■ Stated exercise ■
Could you copy out every one of the following records word for word, keeping their order and line breaks?

■ Listed records ■

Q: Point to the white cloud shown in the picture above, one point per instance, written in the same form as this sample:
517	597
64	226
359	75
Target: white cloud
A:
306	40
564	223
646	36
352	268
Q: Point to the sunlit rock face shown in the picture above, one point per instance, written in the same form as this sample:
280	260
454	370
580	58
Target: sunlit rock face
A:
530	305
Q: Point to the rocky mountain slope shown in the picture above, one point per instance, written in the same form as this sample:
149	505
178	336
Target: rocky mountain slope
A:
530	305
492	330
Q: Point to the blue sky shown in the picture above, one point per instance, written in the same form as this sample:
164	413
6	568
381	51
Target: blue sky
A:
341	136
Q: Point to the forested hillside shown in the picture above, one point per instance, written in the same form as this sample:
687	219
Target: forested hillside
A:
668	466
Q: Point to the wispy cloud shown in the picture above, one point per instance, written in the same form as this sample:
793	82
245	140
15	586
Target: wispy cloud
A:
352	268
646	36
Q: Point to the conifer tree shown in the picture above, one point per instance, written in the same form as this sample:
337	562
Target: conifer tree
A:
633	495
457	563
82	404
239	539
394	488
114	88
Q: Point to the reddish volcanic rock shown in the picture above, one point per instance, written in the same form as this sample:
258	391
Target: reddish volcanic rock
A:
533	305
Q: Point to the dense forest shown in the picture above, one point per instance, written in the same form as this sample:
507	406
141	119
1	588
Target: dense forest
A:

■ Answer to the problem ■
Q: Point to the white cloud shown in the picture above, one point per instance, written in the same form as this sample:
517	597
64	226
359	75
Target: white cloud
A:
306	40
564	223
646	36
352	268
Q: Point to the sunlit rock face shown in the picture above, one point per instance, written in the same form as this sample:
280	260
454	370
580	58
Target: sunlit rock face
A:
530	305
Q: Point to the rocky mountain slope shown in the picture above, one point per instance, written in the same form as this sample:
149	505
178	336
Target: rocky mountain slope
A:
530	305
492	330
Q: Point to the blue sky shown in the picture above, one point per instance, written in the same form as this sample:
164	413
6	568
381	51
Target: blue sky
A:
341	136
Q: Point to the forested hillside shown in the picture above, one point per instance, written in the same form as this sample:
687	219
Target: forested hillside
A:
668	466
Q: Point to the wispy cloud shown in the picture above, one point per instance, written in the same form as this sample:
793	82
245	140
15	586
Target: wispy cloud
A:
352	268
646	36
Q: Point to the conifer tree shown in the picture above, one point per instance, written in the same form as this sample:
337	562
Target: conifer tree
A:
633	495
457	563
82	404
239	539
394	488
114	88
Q: Point to the reddish volcanic rock shown in the picture above, one point per instance, written in the same form as this sample:
258	391
Target: reddish volcanic rock
A:
533	305
Q: Point to the dense forest shown in the picture above, one point per instance, written in the same form as this sample:
507	406
141	119
1	588
Target: dense forest
A:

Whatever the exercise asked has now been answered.